What you will do:
Repeat every item below in full, requests included, shifting each bounding-box coordinate up by 93.

Source records:
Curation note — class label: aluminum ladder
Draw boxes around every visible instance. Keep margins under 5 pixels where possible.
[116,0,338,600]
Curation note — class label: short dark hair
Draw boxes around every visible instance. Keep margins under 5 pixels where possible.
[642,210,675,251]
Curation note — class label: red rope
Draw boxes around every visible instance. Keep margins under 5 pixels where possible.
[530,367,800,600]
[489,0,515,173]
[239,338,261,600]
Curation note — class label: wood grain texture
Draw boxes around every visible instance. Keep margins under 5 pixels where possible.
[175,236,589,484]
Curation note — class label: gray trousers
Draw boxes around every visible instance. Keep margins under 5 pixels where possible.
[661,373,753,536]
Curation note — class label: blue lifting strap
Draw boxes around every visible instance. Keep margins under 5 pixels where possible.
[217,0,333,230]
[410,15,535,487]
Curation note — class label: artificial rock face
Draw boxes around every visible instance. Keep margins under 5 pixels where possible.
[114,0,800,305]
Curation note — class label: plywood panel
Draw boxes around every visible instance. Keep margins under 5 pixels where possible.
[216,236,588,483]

Reply:
Curation note — class label: aluminum ladder
Draw boxes around every visible instance. Keep margins under 5 pixels where possible.
[209,93,431,693]
Curation note — class label: short dark hair
Draw boxes around every visible instance. Keep margins under 5 pixels where possible.
[735,303,768,344]
Curation note — class label: red rope
Draw boxes around every visible instance. Keep margins under 5 pixels where possible.
[623,460,893,693]
[582,93,608,266]
[332,431,354,693]
Curation note — class label: wood grain texture
Draw boxes around every visible instance. Keep margins under 5 pixels where possible.
[268,329,682,577]
Curation note — class label: gray trousers
Draw boxes around every visible instance. Keep margins under 5 pixels where possible.
[754,466,846,629]
Curation note — class label: blue lifting strap
Draw boxes around every visible instance. Keep margins under 5 pixels where possible.
[310,93,426,323]
[503,108,628,580]
Curation note — class label: artificial rock face
Draw boxes around every visible instance. Keep margins under 5 pixels where possible.
[207,93,893,398]
Curation note — class label: plywood panel
Draw boxes around every visible instance. Keep margins under 5 pixels where possible.
[309,329,681,576]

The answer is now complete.